§ Stated exercise: List every line of the data below that contains the word "black", matching case exactly.

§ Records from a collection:

───

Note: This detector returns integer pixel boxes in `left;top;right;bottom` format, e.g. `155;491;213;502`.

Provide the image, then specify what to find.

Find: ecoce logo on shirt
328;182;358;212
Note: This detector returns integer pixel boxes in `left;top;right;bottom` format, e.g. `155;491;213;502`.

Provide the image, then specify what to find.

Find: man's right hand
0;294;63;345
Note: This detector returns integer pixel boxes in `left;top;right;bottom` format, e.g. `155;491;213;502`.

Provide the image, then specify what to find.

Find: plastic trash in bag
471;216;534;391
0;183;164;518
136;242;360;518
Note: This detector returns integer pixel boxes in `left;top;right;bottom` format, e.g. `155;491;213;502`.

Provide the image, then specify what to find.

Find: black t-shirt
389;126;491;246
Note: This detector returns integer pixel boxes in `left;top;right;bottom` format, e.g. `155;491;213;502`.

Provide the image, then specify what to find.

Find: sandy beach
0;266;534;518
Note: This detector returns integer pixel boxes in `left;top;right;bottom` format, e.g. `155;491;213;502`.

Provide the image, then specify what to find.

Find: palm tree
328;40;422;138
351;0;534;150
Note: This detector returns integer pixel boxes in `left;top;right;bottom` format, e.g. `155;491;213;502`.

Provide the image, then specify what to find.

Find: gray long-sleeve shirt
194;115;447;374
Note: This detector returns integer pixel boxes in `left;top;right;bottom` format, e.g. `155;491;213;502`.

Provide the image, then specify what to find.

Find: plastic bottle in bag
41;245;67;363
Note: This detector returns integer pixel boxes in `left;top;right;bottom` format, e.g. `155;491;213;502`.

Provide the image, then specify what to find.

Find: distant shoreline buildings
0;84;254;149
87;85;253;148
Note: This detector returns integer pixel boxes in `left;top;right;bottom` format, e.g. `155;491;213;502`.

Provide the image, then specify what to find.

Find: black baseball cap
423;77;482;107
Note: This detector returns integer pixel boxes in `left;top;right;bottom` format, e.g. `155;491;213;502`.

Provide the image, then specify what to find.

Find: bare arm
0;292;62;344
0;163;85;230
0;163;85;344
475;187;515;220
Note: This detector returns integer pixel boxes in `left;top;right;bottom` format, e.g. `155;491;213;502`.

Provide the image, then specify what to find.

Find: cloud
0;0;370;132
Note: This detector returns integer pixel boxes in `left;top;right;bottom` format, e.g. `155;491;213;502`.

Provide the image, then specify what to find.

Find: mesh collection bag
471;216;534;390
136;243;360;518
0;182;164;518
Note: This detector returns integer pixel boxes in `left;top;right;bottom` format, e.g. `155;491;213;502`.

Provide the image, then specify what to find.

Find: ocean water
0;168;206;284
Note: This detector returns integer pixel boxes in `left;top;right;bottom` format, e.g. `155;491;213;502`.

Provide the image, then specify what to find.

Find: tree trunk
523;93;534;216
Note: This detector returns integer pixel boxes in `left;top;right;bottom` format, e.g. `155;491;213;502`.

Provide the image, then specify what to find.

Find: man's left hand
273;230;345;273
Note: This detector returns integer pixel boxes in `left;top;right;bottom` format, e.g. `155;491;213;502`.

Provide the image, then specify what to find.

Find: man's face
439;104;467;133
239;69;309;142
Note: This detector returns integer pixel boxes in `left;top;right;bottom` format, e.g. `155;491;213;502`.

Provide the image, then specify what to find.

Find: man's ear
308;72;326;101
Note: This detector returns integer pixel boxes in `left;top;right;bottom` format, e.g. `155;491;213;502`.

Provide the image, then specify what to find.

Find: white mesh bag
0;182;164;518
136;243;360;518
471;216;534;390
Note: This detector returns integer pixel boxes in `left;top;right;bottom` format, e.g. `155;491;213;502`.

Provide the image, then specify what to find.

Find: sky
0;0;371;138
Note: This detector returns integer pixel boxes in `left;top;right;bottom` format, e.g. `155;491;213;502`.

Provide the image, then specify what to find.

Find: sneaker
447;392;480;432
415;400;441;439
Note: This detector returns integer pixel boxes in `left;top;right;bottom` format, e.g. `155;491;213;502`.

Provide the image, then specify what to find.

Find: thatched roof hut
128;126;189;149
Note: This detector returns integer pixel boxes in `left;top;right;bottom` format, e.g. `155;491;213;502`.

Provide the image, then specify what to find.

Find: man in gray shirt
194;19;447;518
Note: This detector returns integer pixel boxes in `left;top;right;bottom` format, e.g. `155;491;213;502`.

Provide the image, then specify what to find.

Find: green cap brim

───

§ Solved exercise:
Find: black t-shirt
Find: black baseball cap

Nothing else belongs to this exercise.